Entries drawn from a collection
* BEGIN *

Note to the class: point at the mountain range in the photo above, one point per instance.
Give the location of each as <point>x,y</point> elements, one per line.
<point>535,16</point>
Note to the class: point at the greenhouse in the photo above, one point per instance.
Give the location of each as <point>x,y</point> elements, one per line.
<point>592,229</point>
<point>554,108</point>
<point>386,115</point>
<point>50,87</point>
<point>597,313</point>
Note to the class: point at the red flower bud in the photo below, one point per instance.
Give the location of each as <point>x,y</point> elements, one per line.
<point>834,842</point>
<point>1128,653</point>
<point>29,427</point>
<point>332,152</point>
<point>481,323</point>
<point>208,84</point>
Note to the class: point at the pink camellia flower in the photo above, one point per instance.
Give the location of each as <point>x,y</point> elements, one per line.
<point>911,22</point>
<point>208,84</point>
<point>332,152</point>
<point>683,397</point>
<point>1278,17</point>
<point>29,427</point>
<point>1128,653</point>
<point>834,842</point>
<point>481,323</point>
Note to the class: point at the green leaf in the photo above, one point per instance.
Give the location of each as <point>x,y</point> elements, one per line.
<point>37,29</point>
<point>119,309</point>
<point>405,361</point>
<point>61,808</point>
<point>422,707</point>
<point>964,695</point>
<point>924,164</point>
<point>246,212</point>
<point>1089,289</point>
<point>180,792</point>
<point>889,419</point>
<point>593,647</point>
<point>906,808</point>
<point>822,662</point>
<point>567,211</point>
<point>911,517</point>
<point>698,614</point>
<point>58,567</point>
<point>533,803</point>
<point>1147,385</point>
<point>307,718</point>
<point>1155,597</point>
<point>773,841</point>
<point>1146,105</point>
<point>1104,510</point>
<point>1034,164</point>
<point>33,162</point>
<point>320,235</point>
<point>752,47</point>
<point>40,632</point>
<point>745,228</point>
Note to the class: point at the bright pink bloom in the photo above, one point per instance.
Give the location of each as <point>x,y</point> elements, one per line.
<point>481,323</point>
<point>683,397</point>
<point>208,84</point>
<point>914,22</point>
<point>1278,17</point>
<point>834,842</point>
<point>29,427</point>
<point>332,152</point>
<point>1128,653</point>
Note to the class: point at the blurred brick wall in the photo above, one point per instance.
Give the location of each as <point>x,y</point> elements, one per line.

* END *

### [What to produce]
Output all of the entries above as a numbered list, leaving out any blank lines.

### [Response to this exercise]
1. Note to the class: point at the mountain range in the photo above, one point per instance.
2. Give the location of each as <point>x,y</point> elements, one per line.
3. <point>535,16</point>
4. Note to the class: point at the greenhouse in the photo above, one point per instance.
5. Give the location of each as <point>x,y</point> elements, one per line.
6. <point>592,229</point>
7. <point>554,108</point>
8. <point>386,115</point>
9. <point>50,87</point>
10. <point>597,313</point>
11. Note to the class: point at the red flower bud in the photo below, one point per instance.
12. Give the location of each as <point>x,y</point> elements, one per line.
13. <point>834,842</point>
14. <point>1128,653</point>
15. <point>29,427</point>
16. <point>332,152</point>
17. <point>481,323</point>
18. <point>208,84</point>
19. Note to the class: point at the pink camellia flower in the photo above, one point per instance.
20. Give the location of each as <point>x,y</point> elements, one per line.
21. <point>911,22</point>
22. <point>208,84</point>
23. <point>332,152</point>
24. <point>683,397</point>
25. <point>1278,17</point>
26. <point>29,427</point>
27. <point>1128,653</point>
28. <point>834,842</point>
29. <point>481,323</point>
30. Note to the class: point at the green leaf in the photo above, one point per instance.
31. Give the location of each as <point>x,y</point> elements, one per line.
32. <point>37,29</point>
33. <point>119,309</point>
34. <point>405,361</point>
35. <point>61,808</point>
36. <point>422,707</point>
37. <point>964,695</point>
38. <point>924,164</point>
39. <point>246,212</point>
40. <point>1089,289</point>
41. <point>180,792</point>
42. <point>889,419</point>
43. <point>593,647</point>
44. <point>906,808</point>
45. <point>822,662</point>
46. <point>567,211</point>
47. <point>911,517</point>
48. <point>698,614</point>
49. <point>58,567</point>
50. <point>533,803</point>
51. <point>1147,385</point>
52. <point>307,718</point>
53. <point>1155,597</point>
54. <point>773,841</point>
55. <point>1146,105</point>
56. <point>1104,510</point>
57. <point>1034,164</point>
58. <point>33,162</point>
59. <point>320,235</point>
60. <point>752,47</point>
61. <point>40,632</point>
62. <point>745,228</point>
63. Note to the class: point at the bright pink bloom in the photo above, one point per instance.
64. Give the location of each as <point>x,y</point> elements, one per line.
65. <point>481,323</point>
66. <point>683,397</point>
67. <point>208,84</point>
68. <point>914,22</point>
69. <point>1278,17</point>
70. <point>834,842</point>
71. <point>29,427</point>
72. <point>332,152</point>
73. <point>1128,653</point>
74. Note to the class: point at the blurred brick wall in the photo above, one point per instance.
75. Give the location of each as <point>x,y</point> elements, one per line.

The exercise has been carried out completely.